◆ **What the task asks**
Extract every line of the material below and reproduce it faithfully.

◆ **Data supplied**
>>>

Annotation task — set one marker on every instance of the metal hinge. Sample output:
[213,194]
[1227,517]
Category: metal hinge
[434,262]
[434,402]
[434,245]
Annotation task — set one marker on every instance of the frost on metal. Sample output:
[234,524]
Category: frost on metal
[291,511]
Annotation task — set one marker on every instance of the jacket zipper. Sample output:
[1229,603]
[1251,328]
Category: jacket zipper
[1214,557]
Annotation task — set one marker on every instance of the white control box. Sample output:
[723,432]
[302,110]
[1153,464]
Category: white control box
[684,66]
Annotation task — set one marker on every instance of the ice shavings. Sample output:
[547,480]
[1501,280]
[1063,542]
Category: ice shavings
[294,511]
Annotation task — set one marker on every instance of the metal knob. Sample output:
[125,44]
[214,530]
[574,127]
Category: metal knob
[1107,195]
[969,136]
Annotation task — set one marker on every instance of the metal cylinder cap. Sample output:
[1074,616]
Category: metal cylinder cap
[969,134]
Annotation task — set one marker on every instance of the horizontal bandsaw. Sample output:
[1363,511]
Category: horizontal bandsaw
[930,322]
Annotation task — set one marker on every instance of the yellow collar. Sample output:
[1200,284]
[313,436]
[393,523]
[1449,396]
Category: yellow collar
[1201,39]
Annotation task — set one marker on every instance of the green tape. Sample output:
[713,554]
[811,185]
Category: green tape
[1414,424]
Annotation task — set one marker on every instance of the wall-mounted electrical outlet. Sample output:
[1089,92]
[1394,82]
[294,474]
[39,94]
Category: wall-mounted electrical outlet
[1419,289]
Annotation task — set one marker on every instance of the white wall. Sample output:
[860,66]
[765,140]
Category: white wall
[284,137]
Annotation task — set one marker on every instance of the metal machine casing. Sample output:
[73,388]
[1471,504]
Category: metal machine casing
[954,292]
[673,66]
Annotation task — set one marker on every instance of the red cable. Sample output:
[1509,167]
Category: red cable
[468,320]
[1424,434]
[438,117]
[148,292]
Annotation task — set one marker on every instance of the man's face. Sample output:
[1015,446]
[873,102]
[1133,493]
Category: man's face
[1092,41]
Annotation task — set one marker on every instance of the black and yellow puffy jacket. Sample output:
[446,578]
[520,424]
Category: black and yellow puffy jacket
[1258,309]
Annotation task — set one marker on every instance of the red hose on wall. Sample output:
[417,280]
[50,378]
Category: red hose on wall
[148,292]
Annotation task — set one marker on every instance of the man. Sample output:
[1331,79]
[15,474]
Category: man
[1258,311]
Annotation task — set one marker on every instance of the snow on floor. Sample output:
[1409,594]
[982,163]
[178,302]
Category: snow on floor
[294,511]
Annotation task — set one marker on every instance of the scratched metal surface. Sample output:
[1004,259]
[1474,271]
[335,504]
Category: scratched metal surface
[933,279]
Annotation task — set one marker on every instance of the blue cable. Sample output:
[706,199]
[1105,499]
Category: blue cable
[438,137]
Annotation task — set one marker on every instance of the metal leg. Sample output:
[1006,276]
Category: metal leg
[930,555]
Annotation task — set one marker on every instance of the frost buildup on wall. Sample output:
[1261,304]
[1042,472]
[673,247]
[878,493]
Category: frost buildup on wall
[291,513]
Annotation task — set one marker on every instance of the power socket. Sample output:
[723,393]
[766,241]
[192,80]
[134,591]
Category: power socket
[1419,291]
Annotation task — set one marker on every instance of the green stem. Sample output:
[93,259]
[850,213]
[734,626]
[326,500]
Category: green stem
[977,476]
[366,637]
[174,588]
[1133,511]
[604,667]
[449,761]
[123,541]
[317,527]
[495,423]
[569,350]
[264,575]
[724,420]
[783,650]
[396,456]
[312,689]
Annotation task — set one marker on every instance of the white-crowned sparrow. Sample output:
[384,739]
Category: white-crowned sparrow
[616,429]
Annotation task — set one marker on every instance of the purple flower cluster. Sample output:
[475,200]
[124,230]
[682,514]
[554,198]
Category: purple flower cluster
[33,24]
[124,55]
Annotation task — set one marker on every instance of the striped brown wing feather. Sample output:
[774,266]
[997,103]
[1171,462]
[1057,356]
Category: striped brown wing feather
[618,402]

<<<

◆ **Complete response**
Annotation task — set one marker on every instance of the metal hinge. Sample output:
[213,194]
[1227,517]
Category: metal hinge
[434,262]
[434,402]
[434,245]
Annotation task — set one marker on every instance of the frost on metal. Sample output:
[234,524]
Category: frost on metal
[291,511]
Annotation task — set one marker on every instance of the jacket zipper. Sample output:
[1229,603]
[1251,328]
Category: jacket zipper
[1214,557]
Annotation task — set one marker on every instance of the white control box. Sample output:
[723,432]
[302,110]
[1153,464]
Category: white control box
[684,66]
Annotation task — set one marker on every instance of the ice shavings. Sample output:
[547,480]
[1501,280]
[1063,542]
Category: ice shavings
[294,511]
Annotation task — set one marker on every instance of the metal knob. Sample output:
[125,44]
[214,530]
[574,127]
Category: metal knob
[1107,195]
[969,136]
Annotation task — set one marker on every instance of the metal cylinder cap. Sample output:
[1074,616]
Category: metal cylinder cap
[969,134]
Annotation task — set one marker on every instance of the horizontal bandsaw. Sample output:
[1363,511]
Category: horizontal bandsaw
[930,322]
Annotation task — set one marker on every instance of the yellow collar. Sample output:
[1200,284]
[313,436]
[393,523]
[1449,396]
Category: yellow collar
[1201,39]
Annotation task — set one marker on every instance of the green tape. Sample output:
[713,554]
[811,185]
Category: green tape
[1414,424]
Annotation task — set one marker on every instance of the wall-mounted electrical outlet. Sample output:
[1089,92]
[1394,82]
[294,474]
[39,94]
Category: wall-mounted electrical outlet
[1419,289]
Annotation task — set one marker on every instance of the white wall. Sample output:
[860,66]
[765,140]
Category: white wall
[284,137]
Annotation task — set one marker on every instance of the metal machine casing. Sample output:
[73,388]
[1471,504]
Category: metal machine casing
[954,292]
[673,66]
Annotation task — set one marker on every instance of the red cable. Sample output:
[1509,167]
Category: red cable
[468,320]
[1424,434]
[438,117]
[148,292]
Annotation task — set one marker on every instance of the man's face. Sample output:
[1015,446]
[873,102]
[1133,493]
Category: man's face
[1092,41]
Annotation task — set one marker on every instance of the black and yellow puffy jacket. Sample output:
[446,578]
[520,424]
Category: black and yellow puffy jacket
[1258,309]
Annotation task — set one marker on every instance of the red hose on wall. Sample output:
[417,280]
[50,378]
Category: red hose on wall
[148,292]
Annotation task — set one marker on every instance of the man. Sample output:
[1331,79]
[15,474]
Category: man
[1258,311]
Annotation task — set one marker on every instance of the snow on floor. Sample output:
[1409,594]
[982,163]
[178,302]
Category: snow on floor
[294,511]
Annotation task — set one marker on every instance of the scratched metal surface. Sample output:
[1004,259]
[1474,271]
[335,504]
Category: scratched metal surface
[933,279]
Annotation task — set one marker on every instance of the blue cable. Sample output:
[706,199]
[1105,499]
Category: blue cable
[438,137]
Annotation task — set one marker on every instance of the metal leg. Sample output:
[1006,276]
Category: metal leg
[930,555]
Annotation task — set one marker on every instance of the frost buildup on wall. Sample output:
[1261,304]
[1042,472]
[673,247]
[878,493]
Category: frost buildup on wall
[291,513]
Annotation task — set one marker on every instance of the power socket. Sample output:
[723,393]
[766,241]
[192,80]
[134,591]
Category: power socket
[1419,291]
Annotation task — set one marker on every instance of the green stem. Sample output:
[93,259]
[850,213]
[734,626]
[326,500]
Category: green stem
[977,476]
[366,637]
[174,588]
[1133,511]
[604,667]
[449,761]
[123,541]
[317,527]
[495,423]
[569,350]
[264,575]
[724,420]
[783,650]
[396,456]
[312,689]
Annotation task — set one marker on every instance of the white-crowned sparrow. Sample output:
[384,739]
Category: white-crowned sparrow
[616,429]
Annotation task — set one marker on every instance of the purple flower cluster. Sample output:
[475,200]
[124,230]
[682,514]
[554,198]
Category: purple flower cluster
[33,24]
[124,55]
Annotation task — set one marker on every instance of the striped brown wing feather. Sample output:
[774,266]
[997,103]
[1171,462]
[1057,356]
Category: striped brown wing feather
[618,402]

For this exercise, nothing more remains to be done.